__SOURCE DOCUMENT__:
+++
Addresses, not Closes — Bug: max_tokens from config.yaml is silently ignored — never propagated to AIAgent, causing output truncation on Ollama Cloud / zai / custom endpoints #20741: its stated root cause is the global config.yaml model.max_tokens path, which this diff preserves (relocates) rather than introduces — that path already propagated on baseline. The diff does fix the custom-endpoint truncation it reports (via the per-model read), but does not exclusively own the issue's global-config framing, so closure is left conservative.
Supersedes — fix(agent_init): read max_tokens from custom_providers per-model config #28142 / fix(agent): honor custom provider max_tokens #28154 / feat: per-provider max_tokens via custom_providers models.<model>.max_tokens #28786 are a clean strict superset (same per-model read via the shared resolver, plus bool rejection and switch/fallback/restore re-resolution none of them had); only the max_tokens slice of feat: Config-Runtime Contract Registry (Phase 1) + fix #28046 + fix #28863 #28995 is superseded.

Not in scope (tracked separately)

terminal.docker_extra_args from config.yaml silently dropped — missing in _terminal_env_map bridge #28863 — terminal.docker_extra_args missing from gateway/run.py _terminal_env_map (a one-line gateway fix feat: Config-Runtime Contract Registry (Phase 1) + fix #28046 + fix #28863 #28995 happened to bundle). Not included here; still open; will be filed as a separate follow-up. This PR does not claim Closes #28863.
+++
__GIVEN DATA__:
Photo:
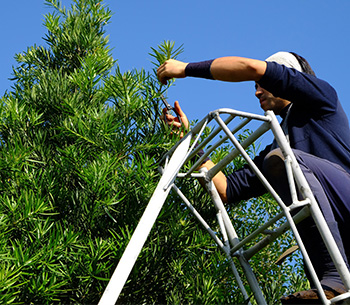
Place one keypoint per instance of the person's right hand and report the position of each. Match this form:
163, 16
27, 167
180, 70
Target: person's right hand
173, 121
170, 69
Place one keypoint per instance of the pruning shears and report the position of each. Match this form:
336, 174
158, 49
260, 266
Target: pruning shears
170, 108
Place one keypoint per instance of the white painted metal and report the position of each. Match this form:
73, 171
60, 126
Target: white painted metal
145, 225
231, 245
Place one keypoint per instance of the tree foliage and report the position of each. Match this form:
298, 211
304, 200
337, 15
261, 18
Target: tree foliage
80, 145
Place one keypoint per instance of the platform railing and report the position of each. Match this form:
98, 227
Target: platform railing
172, 168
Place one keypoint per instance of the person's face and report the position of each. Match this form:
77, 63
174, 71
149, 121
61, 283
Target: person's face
268, 101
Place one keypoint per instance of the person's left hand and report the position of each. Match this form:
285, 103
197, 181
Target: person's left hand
170, 69
174, 122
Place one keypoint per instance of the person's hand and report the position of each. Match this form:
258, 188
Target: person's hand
170, 69
173, 121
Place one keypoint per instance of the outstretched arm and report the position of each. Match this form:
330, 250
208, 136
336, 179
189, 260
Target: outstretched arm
231, 69
219, 179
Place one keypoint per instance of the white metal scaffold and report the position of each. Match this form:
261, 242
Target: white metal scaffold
230, 243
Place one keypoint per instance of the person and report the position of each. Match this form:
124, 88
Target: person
317, 129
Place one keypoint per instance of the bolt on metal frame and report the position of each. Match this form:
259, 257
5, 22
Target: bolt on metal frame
230, 243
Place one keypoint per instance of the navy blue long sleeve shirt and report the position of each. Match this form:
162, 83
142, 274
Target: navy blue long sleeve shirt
317, 124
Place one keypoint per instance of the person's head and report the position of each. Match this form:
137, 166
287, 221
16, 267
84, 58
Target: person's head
291, 60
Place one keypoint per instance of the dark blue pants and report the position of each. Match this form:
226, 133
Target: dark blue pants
330, 185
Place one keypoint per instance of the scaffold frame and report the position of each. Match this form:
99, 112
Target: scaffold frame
172, 168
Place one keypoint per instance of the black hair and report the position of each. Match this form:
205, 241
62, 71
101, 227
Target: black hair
305, 66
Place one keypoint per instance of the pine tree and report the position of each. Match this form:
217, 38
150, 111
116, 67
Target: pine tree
80, 146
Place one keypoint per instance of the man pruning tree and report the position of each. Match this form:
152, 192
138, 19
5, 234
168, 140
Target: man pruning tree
318, 132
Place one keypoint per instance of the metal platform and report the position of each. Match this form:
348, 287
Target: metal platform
172, 167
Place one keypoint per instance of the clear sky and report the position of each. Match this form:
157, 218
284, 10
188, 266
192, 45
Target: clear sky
316, 29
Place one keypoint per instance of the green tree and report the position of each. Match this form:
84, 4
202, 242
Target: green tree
80, 145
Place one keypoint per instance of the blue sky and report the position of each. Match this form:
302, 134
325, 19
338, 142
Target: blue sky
316, 29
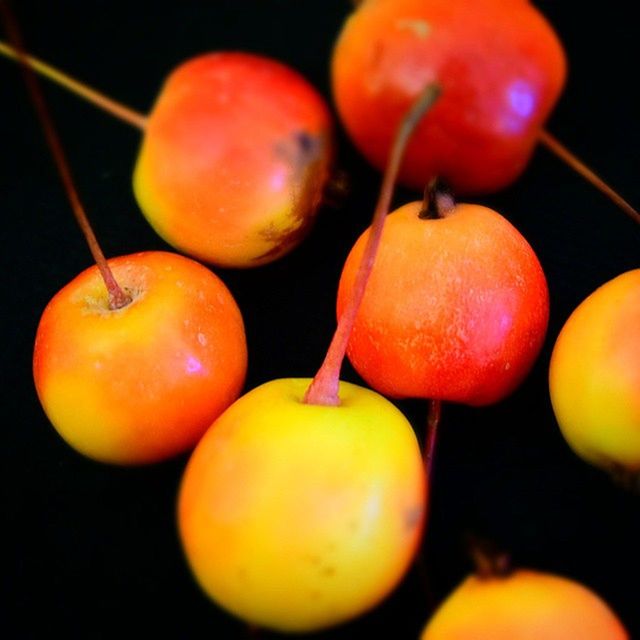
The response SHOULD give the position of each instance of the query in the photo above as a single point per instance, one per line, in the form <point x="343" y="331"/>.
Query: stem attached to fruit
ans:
<point x="324" y="387"/>
<point x="117" y="297"/>
<point x="96" y="98"/>
<point x="489" y="561"/>
<point x="139" y="120"/>
<point x="438" y="201"/>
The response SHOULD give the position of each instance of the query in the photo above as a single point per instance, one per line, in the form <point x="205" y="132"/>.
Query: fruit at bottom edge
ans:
<point x="455" y="309"/>
<point x="297" y="517"/>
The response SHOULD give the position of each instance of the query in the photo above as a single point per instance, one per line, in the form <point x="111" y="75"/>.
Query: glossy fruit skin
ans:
<point x="235" y="157"/>
<point x="526" y="605"/>
<point x="297" y="517"/>
<point x="455" y="308"/>
<point x="594" y="375"/>
<point x="501" y="69"/>
<point x="142" y="383"/>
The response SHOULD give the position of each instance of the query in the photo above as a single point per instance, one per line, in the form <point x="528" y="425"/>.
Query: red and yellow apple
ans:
<point x="594" y="376"/>
<point x="141" y="383"/>
<point x="456" y="307"/>
<point x="297" y="517"/>
<point x="235" y="157"/>
<point x="525" y="605"/>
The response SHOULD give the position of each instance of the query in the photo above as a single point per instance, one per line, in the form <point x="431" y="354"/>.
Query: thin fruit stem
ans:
<point x="117" y="297"/>
<point x="324" y="387"/>
<point x="557" y="148"/>
<point x="433" y="421"/>
<point x="96" y="98"/>
<point x="139" y="120"/>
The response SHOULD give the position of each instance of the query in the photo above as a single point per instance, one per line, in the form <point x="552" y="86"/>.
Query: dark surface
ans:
<point x="92" y="550"/>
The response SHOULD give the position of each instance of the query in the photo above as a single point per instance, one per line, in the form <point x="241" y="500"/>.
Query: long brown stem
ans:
<point x="96" y="98"/>
<point x="557" y="148"/>
<point x="324" y="387"/>
<point x="117" y="297"/>
<point x="139" y="120"/>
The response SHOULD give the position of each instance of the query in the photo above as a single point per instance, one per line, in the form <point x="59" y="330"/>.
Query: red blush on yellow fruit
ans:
<point x="141" y="383"/>
<point x="456" y="307"/>
<point x="234" y="160"/>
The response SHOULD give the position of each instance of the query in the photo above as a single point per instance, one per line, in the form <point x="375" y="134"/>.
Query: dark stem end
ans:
<point x="438" y="201"/>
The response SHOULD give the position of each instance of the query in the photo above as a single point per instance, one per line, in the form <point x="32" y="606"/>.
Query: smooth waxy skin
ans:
<point x="234" y="160"/>
<point x="501" y="69"/>
<point x="455" y="308"/>
<point x="526" y="605"/>
<point x="141" y="383"/>
<point x="296" y="517"/>
<point x="594" y="376"/>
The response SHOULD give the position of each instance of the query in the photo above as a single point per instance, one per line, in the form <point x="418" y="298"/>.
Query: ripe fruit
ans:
<point x="303" y="505"/>
<point x="525" y="605"/>
<point x="456" y="307"/>
<point x="234" y="160"/>
<point x="594" y="376"/>
<point x="140" y="383"/>
<point x="296" y="516"/>
<point x="501" y="69"/>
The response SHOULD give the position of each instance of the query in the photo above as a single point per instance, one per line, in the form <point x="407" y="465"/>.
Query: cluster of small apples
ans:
<point x="326" y="501"/>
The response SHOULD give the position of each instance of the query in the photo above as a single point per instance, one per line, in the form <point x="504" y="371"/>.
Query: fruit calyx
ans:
<point x="324" y="387"/>
<point x="438" y="201"/>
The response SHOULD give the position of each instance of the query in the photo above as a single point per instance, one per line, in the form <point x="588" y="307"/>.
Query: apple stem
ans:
<point x="117" y="297"/>
<point x="116" y="109"/>
<point x="433" y="421"/>
<point x="324" y="387"/>
<point x="438" y="201"/>
<point x="557" y="148"/>
<point x="139" y="120"/>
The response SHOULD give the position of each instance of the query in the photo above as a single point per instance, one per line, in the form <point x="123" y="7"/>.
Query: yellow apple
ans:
<point x="594" y="376"/>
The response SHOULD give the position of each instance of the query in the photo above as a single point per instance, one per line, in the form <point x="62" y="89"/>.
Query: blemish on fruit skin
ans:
<point x="304" y="154"/>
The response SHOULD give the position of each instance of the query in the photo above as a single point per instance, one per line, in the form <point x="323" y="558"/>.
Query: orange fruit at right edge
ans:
<point x="525" y="605"/>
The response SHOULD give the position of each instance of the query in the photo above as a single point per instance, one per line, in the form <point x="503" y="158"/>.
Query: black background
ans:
<point x="92" y="550"/>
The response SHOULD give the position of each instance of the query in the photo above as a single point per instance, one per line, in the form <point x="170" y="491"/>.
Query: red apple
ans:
<point x="500" y="66"/>
<point x="456" y="308"/>
<point x="523" y="605"/>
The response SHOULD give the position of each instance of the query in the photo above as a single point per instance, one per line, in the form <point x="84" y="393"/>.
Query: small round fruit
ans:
<point x="297" y="517"/>
<point x="594" y="376"/>
<point x="456" y="307"/>
<point x="141" y="383"/>
<point x="234" y="160"/>
<point x="525" y="605"/>
<point x="500" y="66"/>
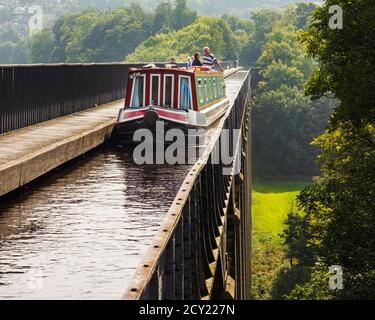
+++
__EXERCISE__: Using the pull request notes above, decide whether each statement agrees with them. For each, answer yes or no and quote the deciding words. (a) The diff introduces the global config.yaml model.max_tokens path. (b) The diff fixes the custom-endpoint truncation reported in #20741. (c) The terminal.docker_extra_args fix is included in this change.

__TASK OUTPUT__:
(a) No: "which this diff preserves (relocates) rather than introduces"
(b) Yes: "The diff does fix the custom-endpoint truncation it reports (via the per-model read)"
(c) No: "Not included here; still open; will be filed as a separate follow-up."